▶ What is being asked: Convert every line of the listing below into a JSON array of strings, with one string per line and blank lines omitted.

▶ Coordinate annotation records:
================

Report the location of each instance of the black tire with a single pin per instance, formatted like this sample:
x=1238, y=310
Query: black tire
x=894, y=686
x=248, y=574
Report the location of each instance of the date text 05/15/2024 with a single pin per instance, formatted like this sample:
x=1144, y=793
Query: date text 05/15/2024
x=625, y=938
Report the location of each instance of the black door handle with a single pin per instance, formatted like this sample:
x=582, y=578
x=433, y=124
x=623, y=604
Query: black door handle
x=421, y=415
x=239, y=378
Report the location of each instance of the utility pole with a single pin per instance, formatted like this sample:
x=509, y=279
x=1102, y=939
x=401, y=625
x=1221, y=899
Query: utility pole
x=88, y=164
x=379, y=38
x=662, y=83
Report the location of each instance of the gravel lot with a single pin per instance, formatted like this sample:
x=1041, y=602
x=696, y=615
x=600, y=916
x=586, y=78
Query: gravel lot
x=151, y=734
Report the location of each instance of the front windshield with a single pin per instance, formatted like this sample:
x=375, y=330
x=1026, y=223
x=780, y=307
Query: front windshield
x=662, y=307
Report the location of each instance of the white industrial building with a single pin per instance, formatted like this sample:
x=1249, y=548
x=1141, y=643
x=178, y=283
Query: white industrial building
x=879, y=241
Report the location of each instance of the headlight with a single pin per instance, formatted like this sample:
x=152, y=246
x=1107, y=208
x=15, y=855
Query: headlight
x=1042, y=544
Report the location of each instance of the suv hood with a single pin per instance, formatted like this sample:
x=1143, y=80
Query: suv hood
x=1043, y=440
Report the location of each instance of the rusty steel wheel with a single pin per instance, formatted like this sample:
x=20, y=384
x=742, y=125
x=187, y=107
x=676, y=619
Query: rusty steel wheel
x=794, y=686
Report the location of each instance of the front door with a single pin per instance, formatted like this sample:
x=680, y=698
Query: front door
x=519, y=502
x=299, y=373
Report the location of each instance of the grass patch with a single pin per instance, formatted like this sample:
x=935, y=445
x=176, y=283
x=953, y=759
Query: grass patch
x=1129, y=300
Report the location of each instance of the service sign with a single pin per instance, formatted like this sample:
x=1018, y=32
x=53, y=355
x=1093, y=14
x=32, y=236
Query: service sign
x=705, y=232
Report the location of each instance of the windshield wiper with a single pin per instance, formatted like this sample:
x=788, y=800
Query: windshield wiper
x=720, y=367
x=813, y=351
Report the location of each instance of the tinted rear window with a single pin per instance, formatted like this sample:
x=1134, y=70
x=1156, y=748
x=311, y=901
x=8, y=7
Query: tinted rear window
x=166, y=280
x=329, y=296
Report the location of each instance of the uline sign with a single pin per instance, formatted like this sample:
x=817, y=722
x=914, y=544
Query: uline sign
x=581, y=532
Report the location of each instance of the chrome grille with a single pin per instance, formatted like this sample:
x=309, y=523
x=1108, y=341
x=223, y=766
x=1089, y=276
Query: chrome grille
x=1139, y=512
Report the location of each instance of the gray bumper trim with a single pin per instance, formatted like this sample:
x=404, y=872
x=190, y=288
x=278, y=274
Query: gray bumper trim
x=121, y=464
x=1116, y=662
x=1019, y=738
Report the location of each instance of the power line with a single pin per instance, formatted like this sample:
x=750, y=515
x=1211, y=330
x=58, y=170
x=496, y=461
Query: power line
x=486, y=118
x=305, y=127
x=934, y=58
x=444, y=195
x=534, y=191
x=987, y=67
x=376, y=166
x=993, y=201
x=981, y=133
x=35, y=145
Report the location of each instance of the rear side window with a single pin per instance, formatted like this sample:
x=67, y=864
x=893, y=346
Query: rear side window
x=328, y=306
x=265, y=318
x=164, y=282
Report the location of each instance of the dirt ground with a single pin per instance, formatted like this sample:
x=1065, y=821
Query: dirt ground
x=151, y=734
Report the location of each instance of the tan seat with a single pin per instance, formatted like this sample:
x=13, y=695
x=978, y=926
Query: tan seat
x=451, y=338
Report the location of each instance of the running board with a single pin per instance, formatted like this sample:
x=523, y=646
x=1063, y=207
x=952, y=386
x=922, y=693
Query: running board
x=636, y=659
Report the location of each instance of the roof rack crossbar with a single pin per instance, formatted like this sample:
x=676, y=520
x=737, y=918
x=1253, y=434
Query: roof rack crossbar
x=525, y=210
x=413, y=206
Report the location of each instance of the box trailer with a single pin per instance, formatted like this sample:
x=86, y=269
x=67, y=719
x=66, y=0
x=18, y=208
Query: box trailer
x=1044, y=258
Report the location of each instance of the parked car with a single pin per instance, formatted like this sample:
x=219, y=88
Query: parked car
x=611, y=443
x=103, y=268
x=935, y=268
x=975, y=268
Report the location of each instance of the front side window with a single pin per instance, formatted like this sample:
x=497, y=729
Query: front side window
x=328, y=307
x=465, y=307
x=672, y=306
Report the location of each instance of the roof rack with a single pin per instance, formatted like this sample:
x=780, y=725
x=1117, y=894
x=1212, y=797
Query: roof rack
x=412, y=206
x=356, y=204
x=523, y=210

================

▶ Answer:
[
  "Report the location of each instance of the black tire with a single pin per instance, formatted like this sample:",
  "x=1238, y=310",
  "Query: black tire",
  "x=894, y=686",
  "x=248, y=574",
  "Report the location of each instance of the date text 05/15/2024 with a single pin per instance, formatted like this sample:",
  "x=1144, y=793",
  "Query: date text 05/15/2024",
  "x=625, y=938",
  "Report the location of each instance of the black door handle with a single pin per instance, formatted like this sample:",
  "x=582, y=578",
  "x=433, y=124",
  "x=623, y=604",
  "Query: black door handle",
  "x=421, y=415",
  "x=239, y=378",
  "Report the location of each instance of the utility pole with a single pin per instance, formatted like this sample:",
  "x=509, y=279",
  "x=1102, y=939",
  "x=401, y=625",
  "x=1221, y=899",
  "Query: utility pole",
  "x=88, y=164",
  "x=379, y=38",
  "x=662, y=83",
  "Report the location of each instance of the gravel lot with a single pin per instance, formatted like this sample:",
  "x=1041, y=602",
  "x=696, y=615",
  "x=600, y=916",
  "x=586, y=78",
  "Query: gravel lot",
  "x=151, y=734",
  "Report the location of each instance of the front windshield with a single pin per instance, formatted like this sample:",
  "x=375, y=330",
  "x=1026, y=223",
  "x=780, y=307",
  "Query: front windshield",
  "x=662, y=307",
  "Report the location of each instance of the white industrial building with a single pin per instance, formatted like this sample:",
  "x=1249, y=548",
  "x=1141, y=643",
  "x=178, y=283",
  "Query: white industrial building",
  "x=879, y=241",
  "Report the location of each instance of the headlight with a single pin per instance, formatted like this sample:",
  "x=152, y=246",
  "x=1107, y=208",
  "x=15, y=855",
  "Query: headlight",
  "x=1042, y=544",
  "Report the location of each instance of the suv hood with a single pin per instance, formatted like this sample:",
  "x=1143, y=80",
  "Query: suv hood",
  "x=1043, y=440",
  "Report the location of each instance of the rusty steel wheel with a single pin per instance, formatted like this sample:",
  "x=20, y=384",
  "x=742, y=125",
  "x=187, y=107",
  "x=676, y=619",
  "Query: rusty steel wheel",
  "x=794, y=686",
  "Report the location of each instance of the front door with a single pin per instance, formatted like this sample:",
  "x=680, y=698",
  "Query: front door",
  "x=519, y=502",
  "x=299, y=373",
  "Report the location of each instance of the grass patch with a single pin per instance, formatted like this sample:",
  "x=935, y=445",
  "x=176, y=283",
  "x=953, y=759",
  "Query: grass patch",
  "x=1129, y=300",
  "Report the location of each instance of the service sign with a single pin per instance, formatted like this sample:",
  "x=1018, y=32",
  "x=53, y=355",
  "x=1093, y=14",
  "x=32, y=236",
  "Query: service sign",
  "x=705, y=232",
  "Report the location of each instance of the windshield wiper with a single pin per instance, formatted like this sample:",
  "x=788, y=800",
  "Query: windshield wiper",
  "x=720, y=367",
  "x=813, y=351",
  "Report the location of each instance of the tinted rear window with a single pin per instance, formatted like this sample:",
  "x=1134, y=70",
  "x=1156, y=748",
  "x=311, y=901",
  "x=8, y=7",
  "Query: tinted rear window",
  "x=166, y=280",
  "x=329, y=296",
  "Report the location of each instance of the uline sign with a single pin per instance, formatted like this sample:",
  "x=817, y=722",
  "x=914, y=544",
  "Query: uline sign",
  "x=581, y=532",
  "Report the location of each instance of the chrome grille with a single pin per instance, formatted like this sample:",
  "x=309, y=523",
  "x=1108, y=341",
  "x=223, y=766",
  "x=1089, y=276",
  "Query: chrome grille",
  "x=1139, y=512",
  "Report the location of each instance of the gray bumper trim with a single pin per instance, formatted like this sample:",
  "x=404, y=872",
  "x=190, y=288",
  "x=278, y=274",
  "Query: gray bumper trim",
  "x=121, y=464",
  "x=1116, y=662",
  "x=1019, y=738",
  "Report the location of each instance of the power line with a single pin per instance, formatted like this sample:",
  "x=750, y=515",
  "x=1211, y=330",
  "x=58, y=170",
  "x=496, y=461",
  "Query: power line",
  "x=486, y=118",
  "x=305, y=127",
  "x=934, y=58",
  "x=444, y=195",
  "x=534, y=191",
  "x=987, y=67",
  "x=376, y=166",
  "x=993, y=201",
  "x=981, y=133",
  "x=35, y=145",
  "Report the location of each instance of the rear side window with a single pin per instance, formatted like this sample:",
  "x=67, y=864",
  "x=893, y=346",
  "Query: rear side window",
  "x=328, y=306",
  "x=265, y=318",
  "x=164, y=282",
  "Report the location of each instance of the dirt ground with a single pin per instance, formatted like this sample:",
  "x=1065, y=821",
  "Query: dirt ground",
  "x=151, y=734",
  "Report the location of each instance of the tan seat with a single pin per instance, formatted like this sample:",
  "x=13, y=695",
  "x=978, y=926",
  "Query: tan seat",
  "x=451, y=338",
  "Report the location of each instance of the running board with a single pin per instance, formatted like this sample:",
  "x=523, y=646",
  "x=1063, y=207",
  "x=952, y=386",
  "x=922, y=693",
  "Query: running board",
  "x=636, y=659",
  "Report the location of each instance of the roof rack crossbar with a single pin per instance, formatted like this sample:",
  "x=676, y=520",
  "x=737, y=918",
  "x=1253, y=434",
  "Query: roof rack crossbar",
  "x=525, y=210",
  "x=413, y=206",
  "Report the location of each instance of the box trailer with a single pin per instance, formatted like this sample:",
  "x=86, y=269",
  "x=67, y=719",
  "x=66, y=0",
  "x=18, y=208",
  "Query: box trailer",
  "x=1044, y=258",
  "Report the location of each instance of the parked car with a single pin per instance, formatted like this sample:",
  "x=219, y=88",
  "Query: parked car",
  "x=611, y=443",
  "x=103, y=268",
  "x=935, y=268",
  "x=975, y=268",
  "Report the location of each instance of the front side window with a single pin per instance, formatted like this sample:",
  "x=497, y=729",
  "Query: front side window",
  "x=328, y=307",
  "x=465, y=307",
  "x=672, y=306",
  "Report the location of each instance of the roof rack with a single pin per instance, formatted like this sample:",
  "x=780, y=725",
  "x=1117, y=894",
  "x=1212, y=797",
  "Query: roof rack",
  "x=412, y=206",
  "x=356, y=204",
  "x=523, y=210"
]